Héctor, en la Plaza RojaGM

Crónicas castizas  Muertes ejemplares

Es la agonía serena de un héroe, un español de Barcelona que se paseó, orlado de azul mahón, por la Plaza Roja de Moscú

Se conocieron el siglo pasado, allá en un campamento asturiano, llamado Loma Riviellas, que mantenían unos irreductibles en la Concha de Artedo, junto al hermoso pueblo asturiano de Cudillero. De todas partes venían, de escuelas y talleres: catalanes sentimentales, castellanos graves, gallegos pacientes, andaluces chispeantes, valencianos rumbosos, canarios radiantes, extremeños conquistadores… Soñaban, ellos y todos los habitantes de la alegre ciudad de lona, en que los grises colores de la vida se volvieran azules, para todos. Soñaban.

Cantaban bajo la lluvia persistente que verdea Asturias; marchaban, reían, discutían, daban órdenes y las acataban. Bebían y desafinaban en la noche clara junto al fuego de campamento, ebrios de risa, preñados de esperanzas y, en el cielo, las estrellas pugnando entre las nubes.
★ ★ ★
Ejercicios:
a: Transcribe sin cambios el fragmento de la crónica sobre el campamento de Loma Riviellas que empieza con las palabras "Se conocieron el" y termina con "para todos. Soñaban.".
b: Prolonga la crónica sobre el campamento de Loma Riviellas a partir de su última oración.
Los registros no guardan relación con la crónica sobre el campamento de Loma Riviellas.

Datos proporcionados:
★ ★ ★
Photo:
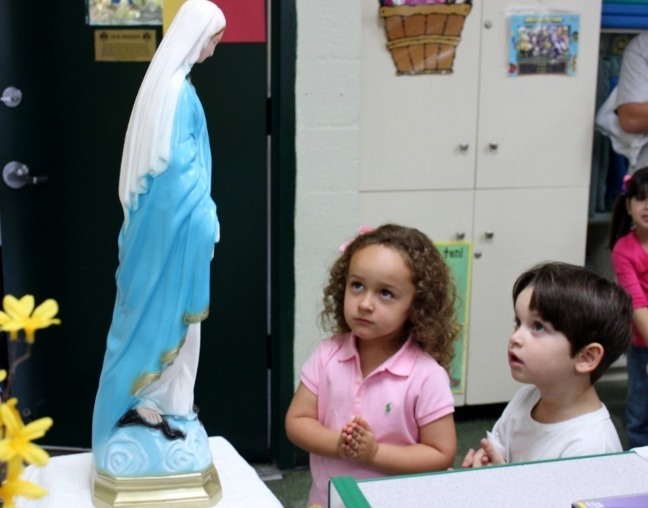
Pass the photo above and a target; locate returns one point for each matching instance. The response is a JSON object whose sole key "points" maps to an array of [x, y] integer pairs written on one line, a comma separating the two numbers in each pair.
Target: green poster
{"points": [[458, 256]]}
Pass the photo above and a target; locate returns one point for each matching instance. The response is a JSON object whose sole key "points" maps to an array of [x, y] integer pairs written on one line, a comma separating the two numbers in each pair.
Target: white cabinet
{"points": [[503, 161]]}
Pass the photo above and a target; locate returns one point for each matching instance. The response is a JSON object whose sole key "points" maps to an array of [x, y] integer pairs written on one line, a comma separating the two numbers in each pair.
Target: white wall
{"points": [[327, 99]]}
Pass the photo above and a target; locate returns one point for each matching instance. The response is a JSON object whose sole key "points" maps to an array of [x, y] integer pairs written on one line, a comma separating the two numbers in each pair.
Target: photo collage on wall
{"points": [[543, 43]]}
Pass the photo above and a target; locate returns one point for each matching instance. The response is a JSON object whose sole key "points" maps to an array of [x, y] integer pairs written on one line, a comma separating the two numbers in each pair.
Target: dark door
{"points": [[59, 238]]}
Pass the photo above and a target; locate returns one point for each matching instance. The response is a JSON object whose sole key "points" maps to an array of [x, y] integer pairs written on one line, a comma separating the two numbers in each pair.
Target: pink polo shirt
{"points": [[630, 262], [409, 390]]}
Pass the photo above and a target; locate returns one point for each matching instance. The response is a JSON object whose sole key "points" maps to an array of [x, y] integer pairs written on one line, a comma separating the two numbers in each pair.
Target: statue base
{"points": [[194, 490]]}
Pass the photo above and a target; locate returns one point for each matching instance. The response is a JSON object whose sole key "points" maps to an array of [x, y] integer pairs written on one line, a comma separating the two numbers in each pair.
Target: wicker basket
{"points": [[423, 39]]}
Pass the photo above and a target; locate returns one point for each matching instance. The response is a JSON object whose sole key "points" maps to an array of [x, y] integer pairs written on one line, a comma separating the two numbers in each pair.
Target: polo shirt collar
{"points": [[400, 363]]}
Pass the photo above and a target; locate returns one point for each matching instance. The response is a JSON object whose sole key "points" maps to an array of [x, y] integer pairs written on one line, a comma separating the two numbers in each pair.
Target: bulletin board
{"points": [[458, 257]]}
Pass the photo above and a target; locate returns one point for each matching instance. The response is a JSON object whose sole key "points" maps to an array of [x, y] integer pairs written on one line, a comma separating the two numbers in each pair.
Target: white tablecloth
{"points": [[68, 480]]}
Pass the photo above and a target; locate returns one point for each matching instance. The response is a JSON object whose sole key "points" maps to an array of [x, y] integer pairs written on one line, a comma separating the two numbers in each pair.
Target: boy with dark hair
{"points": [[571, 324]]}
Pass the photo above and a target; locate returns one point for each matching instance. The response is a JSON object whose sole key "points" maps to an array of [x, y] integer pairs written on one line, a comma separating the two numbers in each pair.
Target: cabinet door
{"points": [[514, 229], [540, 124], [417, 132]]}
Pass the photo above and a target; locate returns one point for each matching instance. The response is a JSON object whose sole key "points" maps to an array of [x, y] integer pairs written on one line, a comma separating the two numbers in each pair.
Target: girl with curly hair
{"points": [[375, 398]]}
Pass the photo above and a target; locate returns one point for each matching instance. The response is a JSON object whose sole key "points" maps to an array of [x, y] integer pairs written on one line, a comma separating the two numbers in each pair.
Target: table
{"points": [[555, 483], [67, 479]]}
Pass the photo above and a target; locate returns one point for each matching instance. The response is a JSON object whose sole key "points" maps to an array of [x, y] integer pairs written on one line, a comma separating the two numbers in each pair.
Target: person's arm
{"points": [[435, 451], [304, 429], [633, 117], [627, 278]]}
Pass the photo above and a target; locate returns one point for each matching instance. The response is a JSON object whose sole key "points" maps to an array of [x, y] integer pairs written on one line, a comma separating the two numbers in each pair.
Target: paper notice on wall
{"points": [[124, 45]]}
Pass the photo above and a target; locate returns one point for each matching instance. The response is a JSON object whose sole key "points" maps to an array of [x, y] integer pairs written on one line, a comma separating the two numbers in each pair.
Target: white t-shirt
{"points": [[519, 438]]}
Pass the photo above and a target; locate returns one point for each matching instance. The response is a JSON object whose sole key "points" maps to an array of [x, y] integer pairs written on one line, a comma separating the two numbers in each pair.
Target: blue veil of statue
{"points": [[170, 225]]}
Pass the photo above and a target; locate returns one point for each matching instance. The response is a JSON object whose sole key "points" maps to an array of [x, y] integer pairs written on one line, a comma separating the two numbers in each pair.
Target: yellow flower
{"points": [[13, 486], [19, 436], [18, 315]]}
★ ★ ★
Soluciones de actividades:
a:
Se conocieron el siglo pasado, allá en un campamento asturiano, llamado Loma Riviellas, que mantenían unos irreductibles en la Concha de Artedo, junto al hermoso pueblo asturiano de Cudillero. De todas partes venían, de escuelas y talleres: catalanes sentimentales, castellanos graves, gallegos pacientes, andaluces chispeantes, valencianos rumbosos, canarios radiantes, extremeños conquistadores… Soñaban, ellos y todos los habitantes de la alegre ciudad de lona, en que los grises colores de la vida se volvieran azules, para todos. Soñaban.

b:
Cada mañana, a la voz vigorosa de Tito, quien había formado parte de la mítica banda «Los Archiduques», en la que también estuvo involucrado durante un tiempo el cantante Tino Casal, cubrían su pecho de azul español, sus voces se elevaban al sol con las banderas, amor y luceros antes de iniciar la jornada del curso, estudio y acción.

Héctor llevaba un escudo en la manga remangada del brazo: mortui morituros sperant (los muertos esperan a los que van a morir). Se lo quería quitar, «no lo merezco», el otro, más viejo, no le dejó: «Si te hubiera conocido Santa Marina te lo habría puesto él mismo y, además, morir habemus, como dicen en la Trapa».

El tiempo le dio la razón, maldita sea. Esta mañana han hablado por teléfono, el viejo desde su casa, el joven en el hospital, desahuciado. Héctor, lacerado de cáncer pero vivo, moribundo pero alegre, animaba al viejo, continuaba la conversación entre vómito y vómito. El catalán está tranquilo, aunque el fin de su vida ya es solo cuestión de días. Ha hecho las paces con Dios y con los hombres y sigue en guerra con sus entrañas. El viejo llora estéril, en silencio, al otro lado del teléfono, procurando no hacer ruido para no empañar la alegría serena de su amigo, compañero de cámara. Apenas puede formular «te quiero, compañero». Héctor está entero, templado, su estómago devorado por la enfermedad, no.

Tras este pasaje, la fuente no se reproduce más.